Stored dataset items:
▬▬▬
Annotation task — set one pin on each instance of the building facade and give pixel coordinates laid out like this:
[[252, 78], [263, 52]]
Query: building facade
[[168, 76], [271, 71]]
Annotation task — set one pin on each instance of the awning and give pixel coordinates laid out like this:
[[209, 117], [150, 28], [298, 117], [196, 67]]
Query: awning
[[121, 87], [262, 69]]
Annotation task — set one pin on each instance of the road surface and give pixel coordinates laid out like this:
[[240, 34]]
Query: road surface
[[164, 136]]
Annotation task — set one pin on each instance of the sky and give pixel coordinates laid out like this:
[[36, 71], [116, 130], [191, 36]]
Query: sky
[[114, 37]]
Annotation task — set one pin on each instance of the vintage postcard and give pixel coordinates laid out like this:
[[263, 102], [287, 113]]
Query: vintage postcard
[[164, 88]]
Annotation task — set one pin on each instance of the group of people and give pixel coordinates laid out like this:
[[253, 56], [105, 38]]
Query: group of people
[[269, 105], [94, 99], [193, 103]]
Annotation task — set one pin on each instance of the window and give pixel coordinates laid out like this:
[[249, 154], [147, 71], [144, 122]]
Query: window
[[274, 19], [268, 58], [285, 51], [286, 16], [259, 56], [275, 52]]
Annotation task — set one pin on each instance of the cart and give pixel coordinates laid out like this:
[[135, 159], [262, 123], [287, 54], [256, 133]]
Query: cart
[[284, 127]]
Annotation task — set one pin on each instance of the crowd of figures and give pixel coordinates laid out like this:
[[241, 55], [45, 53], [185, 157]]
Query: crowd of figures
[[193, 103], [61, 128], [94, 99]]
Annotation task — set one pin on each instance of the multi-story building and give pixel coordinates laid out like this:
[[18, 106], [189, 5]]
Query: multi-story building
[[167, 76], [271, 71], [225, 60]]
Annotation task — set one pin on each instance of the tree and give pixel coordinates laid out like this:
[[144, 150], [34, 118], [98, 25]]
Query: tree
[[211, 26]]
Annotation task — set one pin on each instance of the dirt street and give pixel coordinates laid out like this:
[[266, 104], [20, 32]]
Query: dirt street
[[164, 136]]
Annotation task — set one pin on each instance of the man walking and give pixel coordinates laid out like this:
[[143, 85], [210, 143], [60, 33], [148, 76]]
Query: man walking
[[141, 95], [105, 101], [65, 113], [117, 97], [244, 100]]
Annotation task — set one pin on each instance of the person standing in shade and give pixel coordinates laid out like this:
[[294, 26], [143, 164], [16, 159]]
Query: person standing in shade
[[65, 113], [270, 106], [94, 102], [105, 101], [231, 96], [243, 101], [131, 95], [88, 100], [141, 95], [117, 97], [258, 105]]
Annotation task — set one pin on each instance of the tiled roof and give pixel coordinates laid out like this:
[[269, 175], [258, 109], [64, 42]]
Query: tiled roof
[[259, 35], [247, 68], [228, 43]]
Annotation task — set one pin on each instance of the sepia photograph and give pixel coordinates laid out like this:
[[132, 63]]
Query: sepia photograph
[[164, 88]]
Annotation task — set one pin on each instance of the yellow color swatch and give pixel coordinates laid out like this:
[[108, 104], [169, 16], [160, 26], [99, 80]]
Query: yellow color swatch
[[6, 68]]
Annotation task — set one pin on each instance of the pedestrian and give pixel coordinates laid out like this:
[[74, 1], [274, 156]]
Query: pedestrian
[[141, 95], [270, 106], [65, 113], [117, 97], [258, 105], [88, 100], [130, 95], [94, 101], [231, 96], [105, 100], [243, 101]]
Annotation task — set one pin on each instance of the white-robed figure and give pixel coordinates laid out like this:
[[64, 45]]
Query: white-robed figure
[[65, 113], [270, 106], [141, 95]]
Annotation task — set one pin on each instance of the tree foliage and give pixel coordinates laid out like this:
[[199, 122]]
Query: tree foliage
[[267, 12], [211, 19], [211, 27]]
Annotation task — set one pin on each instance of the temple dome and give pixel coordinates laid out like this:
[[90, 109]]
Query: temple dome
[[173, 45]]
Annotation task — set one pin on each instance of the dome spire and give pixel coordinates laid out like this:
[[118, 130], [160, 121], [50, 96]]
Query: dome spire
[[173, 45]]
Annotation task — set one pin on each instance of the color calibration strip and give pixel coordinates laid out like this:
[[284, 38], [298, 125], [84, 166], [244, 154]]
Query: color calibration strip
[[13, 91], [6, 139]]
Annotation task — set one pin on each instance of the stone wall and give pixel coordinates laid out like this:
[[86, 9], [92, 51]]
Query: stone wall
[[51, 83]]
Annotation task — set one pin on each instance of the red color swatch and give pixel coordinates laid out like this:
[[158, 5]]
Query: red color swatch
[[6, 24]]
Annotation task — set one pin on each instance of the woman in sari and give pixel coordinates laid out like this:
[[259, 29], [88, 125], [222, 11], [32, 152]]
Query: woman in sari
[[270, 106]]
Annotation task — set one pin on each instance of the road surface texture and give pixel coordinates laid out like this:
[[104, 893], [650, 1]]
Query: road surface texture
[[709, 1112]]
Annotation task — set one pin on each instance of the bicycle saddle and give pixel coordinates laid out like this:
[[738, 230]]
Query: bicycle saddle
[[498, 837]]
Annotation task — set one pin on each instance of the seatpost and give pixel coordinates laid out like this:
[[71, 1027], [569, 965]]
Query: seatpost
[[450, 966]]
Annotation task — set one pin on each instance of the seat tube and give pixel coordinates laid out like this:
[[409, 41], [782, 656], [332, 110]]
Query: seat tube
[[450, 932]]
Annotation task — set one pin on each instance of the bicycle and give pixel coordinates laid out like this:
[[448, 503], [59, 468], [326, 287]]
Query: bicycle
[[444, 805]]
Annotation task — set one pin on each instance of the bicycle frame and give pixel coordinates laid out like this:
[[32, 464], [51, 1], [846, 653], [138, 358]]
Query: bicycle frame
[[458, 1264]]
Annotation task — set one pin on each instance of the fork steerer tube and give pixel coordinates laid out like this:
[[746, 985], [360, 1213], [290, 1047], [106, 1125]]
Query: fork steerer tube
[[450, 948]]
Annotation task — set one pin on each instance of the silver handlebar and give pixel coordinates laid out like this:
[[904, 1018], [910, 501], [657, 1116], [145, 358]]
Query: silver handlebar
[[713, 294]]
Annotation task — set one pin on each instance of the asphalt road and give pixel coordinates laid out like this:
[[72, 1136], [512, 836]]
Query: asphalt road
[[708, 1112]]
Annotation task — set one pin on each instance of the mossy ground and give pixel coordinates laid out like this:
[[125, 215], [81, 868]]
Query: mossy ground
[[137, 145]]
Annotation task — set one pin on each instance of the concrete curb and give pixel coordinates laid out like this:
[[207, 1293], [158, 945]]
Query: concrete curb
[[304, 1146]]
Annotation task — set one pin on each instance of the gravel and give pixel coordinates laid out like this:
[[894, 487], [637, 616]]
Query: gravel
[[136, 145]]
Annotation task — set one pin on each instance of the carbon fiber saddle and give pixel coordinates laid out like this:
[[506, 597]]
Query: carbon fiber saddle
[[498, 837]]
▬▬▬
# ACTION ITEM
Nothing in the records above may be left out when you repeat them exactly.

# RESPONSE FOR THIS EXERCISE
Annotation task — set one pin on each instance of the building facade and give pixel coordinates laid out like this:
[[252, 78], [263, 52]]
Query: building facade
[[168, 76], [271, 71]]
Annotation task — set one pin on each instance of the awning and give pixel coordinates laid out like this:
[[209, 117], [150, 28], [298, 117], [196, 67]]
Query: awning
[[121, 87], [262, 69]]
Annotation task — set one pin on each instance of the road surface and give pixel coordinates laid out like this:
[[240, 34]]
Query: road surface
[[164, 136]]
Annotation task — set one pin on each instance of the sky and give pixel coordinates laid out like this:
[[36, 71], [116, 130], [191, 36]]
Query: sky
[[114, 37]]
Annotation task — set one pin on each instance of the vintage postcard and give pixel coordinates laid out like this:
[[263, 102], [287, 113]]
Query: vintage postcard
[[164, 88]]
Annotation task — set one pin on each instance of the group of people and give pixel coordinates laid out like this:
[[253, 56], [105, 38]]
Query: group of people
[[269, 105], [94, 99], [193, 103]]
Annotation task — set one pin on each instance of the window and give pixel coordinates laid out like this:
[[249, 154], [147, 71], [144, 122]]
Query: window
[[274, 19], [268, 58], [285, 51], [286, 16], [259, 56], [275, 52]]
Annotation task — set one pin on each instance of the cart and give pixel coordinates laid out like this:
[[135, 159], [262, 123], [287, 54], [256, 133]]
Query: cart
[[284, 127]]
Annotation task — set one pin on each instance of the crowd of figures and give pixel coordinates laid out like this:
[[241, 55], [45, 53], [185, 157]]
Query: crowd of figures
[[193, 103], [61, 128], [94, 99]]
Annotation task — set one pin on each instance of the multi-story building and give pixel coordinates laid out like this:
[[18, 106], [189, 5]]
Query: multi-story building
[[167, 76], [271, 71], [225, 60]]
Annotation task — set one pin on each instance of the tree and give pixel coordinates laid out like this:
[[144, 150], [34, 118], [98, 25]]
Query: tree
[[211, 26]]
Annotation task — set one pin on each instance of the dirt street and give pixel coordinates laid out like this:
[[266, 104], [20, 32]]
Query: dirt street
[[164, 136]]
Annotation task — set one pin on each instance of the man walking and give pixel coordinates laid out like this:
[[143, 85], [210, 143], [60, 33], [148, 76]]
Query: man walking
[[141, 95], [105, 101], [65, 113], [117, 97], [244, 100]]
Annotation task — set one pin on each instance of the person standing in shade and give pixel coordinates laid out like this:
[[294, 26], [143, 164], [16, 159]]
Query: person standing in shade
[[65, 113], [270, 106], [94, 102], [105, 101], [231, 96], [243, 101], [131, 95], [88, 100], [141, 95], [117, 97], [258, 105]]
Annotation task — set one pin on each instance of the tiled roof and give pixel coordinates laid out like this:
[[269, 175], [258, 109], [64, 42]]
Query: tiled roof
[[259, 35], [247, 68], [228, 43]]
Annotation task — set one pin on each instance of the sepia photograph and give pixel coordinates laid out like this:
[[132, 63]]
Query: sepia photograph
[[164, 88]]
Annotation task — set one pin on each instance of the yellow color swatch and give pixel coordinates laid out like this:
[[108, 104], [169, 16], [160, 26], [99, 80]]
Query: yellow color swatch
[[6, 68]]
Annotation task — set one pin on each instance of the pedestrian and give pixel coordinates laid out like this:
[[74, 1], [274, 156]]
Query: pedestrian
[[141, 95], [270, 106], [65, 113], [117, 97], [258, 105], [88, 100], [130, 95], [94, 101], [231, 96], [105, 100], [243, 101]]
Annotation task — set one pin on each instance of the white-robed figure and give pixel coordinates laid out like this:
[[64, 45]]
Query: white-robed figure
[[65, 113], [270, 106], [141, 95]]
Annotation task — set one pin on each instance of the tree foliage and give pixel coordinates laid out like this:
[[199, 122]]
Query: tree foliage
[[267, 12], [211, 19], [211, 27]]
Annotation task — set one pin on each instance of the temple dome and give pixel coordinates laid out like this:
[[90, 109]]
Query: temple dome
[[173, 45]]
Annotation task — set one pin on each instance of the dome spire and give pixel coordinates laid out like this:
[[118, 130], [160, 121], [50, 96]]
Query: dome spire
[[173, 45]]
Annotation task — set one pin on each instance of the color calibration strip and give pixel coordinates laid out like this:
[[284, 38], [298, 125], [84, 166], [244, 154]]
Query: color calibration strip
[[13, 91], [6, 139]]
Annotation task — set one pin on each instance of the stone wall and give pixel coordinates laid out like this:
[[86, 9], [92, 51]]
Query: stone wall
[[51, 83]]
Annotation task — set one pin on each instance of the red color swatch and give pixel coordinates laid out like this:
[[158, 5]]
Query: red color swatch
[[6, 24]]
Annotation task — set one pin on each instance of the woman in sari and give pixel coordinates laid out like this:
[[259, 29], [88, 125], [222, 11], [32, 152]]
Query: woman in sari
[[270, 106]]
Annotation task — set one pin on each instance of the road surface texture and give pixel coordinates laid out like this:
[[104, 893], [650, 1]]
Query: road surface texture
[[709, 1112]]
Annotation task — set one pin on each instance of the bicycle saddle and give pixel coordinates laid out like this:
[[738, 230]]
Query: bicycle saddle
[[498, 837]]
Annotation task — set one pin on each instance of the seatpost and give pixel coordinates laid out like this:
[[71, 1027], [569, 965]]
Query: seatpost
[[450, 966]]
Annotation task — set one pin on each instance of the seat tube and give pixel coordinates laid out like this:
[[409, 41], [782, 656], [332, 110]]
Query: seat tube
[[450, 932]]
Annotation task — set one pin on each instance of the bicycle and give pixel coordinates laid out like this:
[[448, 503], [59, 468], [326, 287]]
Query: bicycle
[[444, 805]]
Annotation task — set one pin on each instance of the bicycle frame and give pixel coordinates laid out like this:
[[32, 464], [51, 1], [846, 653], [138, 358]]
Query: bicycle frame
[[458, 1264]]
Annotation task — set one pin on each instance of the fork steerer tube and give pixel coordinates laid out like this:
[[746, 985], [360, 1213], [290, 1047], [106, 1125]]
Query: fork steerer tube
[[450, 948]]
Annotation task — set one pin on each instance of the silver handlebar and give pixel coordinates laid out like this:
[[904, 1018], [910, 501], [657, 1116], [145, 358]]
Query: silver handlebar
[[713, 294]]
Annotation task — set one pin on each instance of the asphalt road and give pixel coordinates laid out like this:
[[72, 1136], [512, 836]]
Query: asphalt road
[[708, 1112]]
Annotation task — set one pin on each instance of the mossy ground and give pixel coordinates laid out like this:
[[125, 215], [81, 868]]
Query: mossy ground
[[137, 145]]
Annotation task — set one pin on each instance of the concrete curb and give pixel coordinates laid out like this:
[[207, 1293], [158, 945]]
Query: concrete curb
[[304, 1146]]
Annotation task — set one pin on each instance of the gravel and give pixel coordinates laid out like this:
[[894, 487], [637, 616]]
Query: gravel
[[136, 145]]
Annotation task — set one pin on each instance of the carbon fiber saddle and give pixel coordinates laid out like this:
[[506, 597]]
Query: carbon fiber saddle
[[498, 837]]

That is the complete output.